# WORK ORDER:
When a line below holds the string "field", show that line.

# WORKING DATA:
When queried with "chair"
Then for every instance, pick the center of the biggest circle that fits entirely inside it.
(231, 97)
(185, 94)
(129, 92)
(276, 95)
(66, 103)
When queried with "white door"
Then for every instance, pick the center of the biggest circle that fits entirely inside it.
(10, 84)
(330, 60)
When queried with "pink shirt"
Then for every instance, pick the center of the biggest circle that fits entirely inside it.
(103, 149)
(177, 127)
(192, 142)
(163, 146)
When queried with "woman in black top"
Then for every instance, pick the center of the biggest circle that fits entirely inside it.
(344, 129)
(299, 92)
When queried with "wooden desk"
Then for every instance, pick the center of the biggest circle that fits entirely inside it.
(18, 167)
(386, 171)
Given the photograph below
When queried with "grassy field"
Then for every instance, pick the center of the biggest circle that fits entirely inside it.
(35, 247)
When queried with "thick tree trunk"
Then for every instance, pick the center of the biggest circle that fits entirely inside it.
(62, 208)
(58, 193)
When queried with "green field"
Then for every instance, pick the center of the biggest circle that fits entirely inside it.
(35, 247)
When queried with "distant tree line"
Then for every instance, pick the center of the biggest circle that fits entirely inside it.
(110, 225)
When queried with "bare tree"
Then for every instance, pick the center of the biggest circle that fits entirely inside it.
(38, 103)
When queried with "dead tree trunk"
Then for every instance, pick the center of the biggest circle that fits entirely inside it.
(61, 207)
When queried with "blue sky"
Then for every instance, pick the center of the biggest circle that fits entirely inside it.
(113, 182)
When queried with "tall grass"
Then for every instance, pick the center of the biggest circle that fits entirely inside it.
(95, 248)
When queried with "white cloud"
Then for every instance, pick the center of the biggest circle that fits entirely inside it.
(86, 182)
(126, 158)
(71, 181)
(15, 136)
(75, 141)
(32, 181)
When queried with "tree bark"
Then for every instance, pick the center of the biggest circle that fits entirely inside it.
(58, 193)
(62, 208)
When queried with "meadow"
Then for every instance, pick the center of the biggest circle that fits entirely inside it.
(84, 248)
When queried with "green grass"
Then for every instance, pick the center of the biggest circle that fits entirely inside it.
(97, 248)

# REPLY:
When queried with "grassy field"
When queried with "green field"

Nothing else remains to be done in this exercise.